(PROVIDED RECORDS Opens)

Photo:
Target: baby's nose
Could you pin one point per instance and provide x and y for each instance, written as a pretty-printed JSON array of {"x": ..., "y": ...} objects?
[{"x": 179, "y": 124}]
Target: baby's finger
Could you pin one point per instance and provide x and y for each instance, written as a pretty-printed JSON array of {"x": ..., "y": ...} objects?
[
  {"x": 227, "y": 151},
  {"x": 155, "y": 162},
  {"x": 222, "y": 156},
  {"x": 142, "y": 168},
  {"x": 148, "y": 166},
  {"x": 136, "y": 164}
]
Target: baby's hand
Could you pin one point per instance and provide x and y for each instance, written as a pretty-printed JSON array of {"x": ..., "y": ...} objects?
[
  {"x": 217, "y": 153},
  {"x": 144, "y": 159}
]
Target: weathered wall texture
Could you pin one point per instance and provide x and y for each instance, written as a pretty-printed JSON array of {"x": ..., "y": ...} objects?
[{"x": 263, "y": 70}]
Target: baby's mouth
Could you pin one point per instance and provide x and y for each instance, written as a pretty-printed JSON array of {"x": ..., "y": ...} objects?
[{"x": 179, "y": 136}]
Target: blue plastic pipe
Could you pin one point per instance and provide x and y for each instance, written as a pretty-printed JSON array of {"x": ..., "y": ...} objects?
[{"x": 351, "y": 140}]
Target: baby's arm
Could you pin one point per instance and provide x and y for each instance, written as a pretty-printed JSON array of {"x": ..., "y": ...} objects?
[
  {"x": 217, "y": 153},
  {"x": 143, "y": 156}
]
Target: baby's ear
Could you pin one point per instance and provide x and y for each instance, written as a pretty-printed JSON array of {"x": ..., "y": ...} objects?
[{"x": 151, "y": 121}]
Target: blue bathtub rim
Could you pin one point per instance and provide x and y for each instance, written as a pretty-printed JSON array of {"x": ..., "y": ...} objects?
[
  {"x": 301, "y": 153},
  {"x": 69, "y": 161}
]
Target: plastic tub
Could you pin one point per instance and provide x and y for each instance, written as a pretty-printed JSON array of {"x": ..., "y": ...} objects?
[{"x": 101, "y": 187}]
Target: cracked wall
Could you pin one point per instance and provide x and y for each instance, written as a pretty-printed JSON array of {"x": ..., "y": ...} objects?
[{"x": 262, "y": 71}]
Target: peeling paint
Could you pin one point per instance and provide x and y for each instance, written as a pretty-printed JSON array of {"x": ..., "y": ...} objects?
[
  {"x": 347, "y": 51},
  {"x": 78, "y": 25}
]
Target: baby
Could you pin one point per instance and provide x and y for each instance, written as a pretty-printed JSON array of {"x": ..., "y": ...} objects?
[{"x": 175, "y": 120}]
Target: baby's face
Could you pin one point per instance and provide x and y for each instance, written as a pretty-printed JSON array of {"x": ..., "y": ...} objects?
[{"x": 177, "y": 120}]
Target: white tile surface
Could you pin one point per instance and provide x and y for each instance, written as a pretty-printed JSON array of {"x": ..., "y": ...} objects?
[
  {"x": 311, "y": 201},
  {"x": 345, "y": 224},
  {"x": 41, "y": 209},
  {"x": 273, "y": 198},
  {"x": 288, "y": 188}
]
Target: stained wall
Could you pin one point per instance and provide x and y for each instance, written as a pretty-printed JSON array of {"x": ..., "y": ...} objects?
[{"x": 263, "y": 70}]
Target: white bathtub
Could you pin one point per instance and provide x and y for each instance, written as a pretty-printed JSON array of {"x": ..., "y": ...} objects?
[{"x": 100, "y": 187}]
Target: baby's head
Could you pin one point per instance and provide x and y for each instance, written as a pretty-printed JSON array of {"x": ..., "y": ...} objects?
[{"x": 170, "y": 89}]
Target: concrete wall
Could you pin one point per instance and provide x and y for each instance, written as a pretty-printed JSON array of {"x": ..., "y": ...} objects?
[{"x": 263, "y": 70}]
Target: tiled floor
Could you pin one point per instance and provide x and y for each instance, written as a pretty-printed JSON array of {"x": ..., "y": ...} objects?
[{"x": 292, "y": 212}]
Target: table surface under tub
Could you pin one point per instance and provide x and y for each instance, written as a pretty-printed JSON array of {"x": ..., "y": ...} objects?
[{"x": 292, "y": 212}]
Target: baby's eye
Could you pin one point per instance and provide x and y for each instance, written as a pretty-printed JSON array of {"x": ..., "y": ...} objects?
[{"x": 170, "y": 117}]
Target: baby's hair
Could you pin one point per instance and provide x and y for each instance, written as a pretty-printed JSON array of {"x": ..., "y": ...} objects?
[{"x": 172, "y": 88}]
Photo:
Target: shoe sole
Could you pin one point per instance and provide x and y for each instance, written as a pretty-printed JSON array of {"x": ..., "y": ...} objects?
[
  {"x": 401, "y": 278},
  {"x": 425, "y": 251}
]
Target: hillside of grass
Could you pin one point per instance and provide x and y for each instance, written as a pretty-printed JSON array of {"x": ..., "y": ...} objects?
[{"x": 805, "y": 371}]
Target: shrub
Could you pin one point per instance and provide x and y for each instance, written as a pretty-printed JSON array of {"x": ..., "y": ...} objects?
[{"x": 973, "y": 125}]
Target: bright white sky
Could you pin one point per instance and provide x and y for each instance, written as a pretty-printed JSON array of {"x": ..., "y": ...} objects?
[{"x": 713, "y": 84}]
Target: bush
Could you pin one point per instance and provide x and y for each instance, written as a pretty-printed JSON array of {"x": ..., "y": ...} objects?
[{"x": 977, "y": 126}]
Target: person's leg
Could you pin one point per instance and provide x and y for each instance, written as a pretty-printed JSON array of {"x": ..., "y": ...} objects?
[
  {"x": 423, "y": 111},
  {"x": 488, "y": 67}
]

(PROVIDED RECORDS Closes)

_TASK_: Looking at the records, how many lines include "blue"? Respond with the number only.

_ANSWER AREA_: 2